■ **Goal A**: Swap "green apple" for "red apple" in the records, from the line with "# test: pointer returns one pin per instance of the spiral" up to and including the line with "(1070, 462)", and give back only those lines with everything else unchanged.

■ **Text**:
****************

In addition, the pseudo-sample data that is created can be used not only for analyzing integrated reach and overlapping reach, but also for other purposes, such as the following:
(1) Use the demographic profile of those exposed to the ad to portray it.
(2) By combining it with other data sources, it can be used for a variety of purposes. Specific examples include the following:
(2)-1: By combining data from advertising distribution companies, we can achieve effective delivery to complement the reach.
(2)-2: Combine with brand evaluation data and use to analyze the effect of advertising on brand evaluation.
(2)-3: Combine with purchase history data and use to analyze the effectiveness of advertising on purchases.
(2)-4: Combine this with consumer attribute profile data to obtain detailed profiles of those who were exposed to the advertising.

(Embodiment 2)

****************

■ **Goal B**: Carry on the text about pseudo-sample advertising data from where it stops.

****************

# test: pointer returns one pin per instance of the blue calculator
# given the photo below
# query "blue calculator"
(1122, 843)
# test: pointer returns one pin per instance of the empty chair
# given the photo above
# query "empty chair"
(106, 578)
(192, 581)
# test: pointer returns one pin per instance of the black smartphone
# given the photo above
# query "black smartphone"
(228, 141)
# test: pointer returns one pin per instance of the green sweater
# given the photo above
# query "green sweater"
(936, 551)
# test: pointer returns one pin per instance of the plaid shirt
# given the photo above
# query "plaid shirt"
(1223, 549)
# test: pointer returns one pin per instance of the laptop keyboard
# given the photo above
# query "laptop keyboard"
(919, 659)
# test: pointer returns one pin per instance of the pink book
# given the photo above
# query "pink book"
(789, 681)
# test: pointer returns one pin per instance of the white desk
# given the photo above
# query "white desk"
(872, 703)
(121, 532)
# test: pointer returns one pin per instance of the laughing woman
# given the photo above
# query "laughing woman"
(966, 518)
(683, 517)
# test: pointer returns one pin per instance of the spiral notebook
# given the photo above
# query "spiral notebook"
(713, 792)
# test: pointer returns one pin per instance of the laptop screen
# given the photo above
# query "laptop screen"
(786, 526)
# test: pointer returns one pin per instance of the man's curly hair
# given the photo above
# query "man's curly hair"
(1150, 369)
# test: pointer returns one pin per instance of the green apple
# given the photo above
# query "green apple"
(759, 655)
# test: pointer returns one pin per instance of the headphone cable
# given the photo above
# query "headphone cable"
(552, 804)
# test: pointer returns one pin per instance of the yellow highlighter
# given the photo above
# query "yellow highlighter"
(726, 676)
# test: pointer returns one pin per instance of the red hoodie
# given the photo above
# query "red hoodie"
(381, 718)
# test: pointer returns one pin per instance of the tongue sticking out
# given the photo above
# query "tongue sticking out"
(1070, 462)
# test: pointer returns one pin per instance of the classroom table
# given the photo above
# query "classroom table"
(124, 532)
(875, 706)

****************

■ **Output A**:
# test: pointer returns one pin per instance of the spiral notebook
# given the photo above
# query "spiral notebook"
(713, 792)
# test: pointer returns one pin per instance of the laptop screen
# given the photo above
# query "laptop screen"
(786, 526)
# test: pointer returns one pin per instance of the man's curly hair
# given the photo above
# query "man's curly hair"
(1150, 369)
# test: pointer returns one pin per instance of the red apple
# given the photo above
# query "red apple"
(759, 655)
# test: pointer returns one pin per instance of the headphone cable
# given the photo above
# query "headphone cable"
(552, 804)
# test: pointer returns one pin per instance of the yellow highlighter
# given the photo above
# query "yellow highlighter"
(726, 676)
# test: pointer returns one pin per instance of the red hoodie
# given the photo above
# query "red hoodie"
(381, 718)
# test: pointer returns one pin per instance of the tongue sticking out
# given the photo above
# query "tongue sticking out"
(1070, 462)

■ **Output B**:
The configuration of the data processing device 1 according to the second embodiment of the present invention and the functional modules of the program executed by the processor 11 of the data processing device 1 are the same as those of the first embodiment shown in Figures 1 and 2. Moreover, the flow of data processing by the data processing device 1 is the same as that shown in the flowchart of Figure 3. That is, based on single-source data as exemplified in Figure 4(A), pseudo sample data as exemplified in Figure 4(B) is generated as in the first embodiment. Furthermore, the contact frequency allocation unit 103 calculates the number of times advertisement C was contacted via the video site (first contact frequency) for each of the generated pseudo samples. In the second embodiment, the number of times advertisement C was contacted via the video site is calculated by a method different from that of the first embodiment.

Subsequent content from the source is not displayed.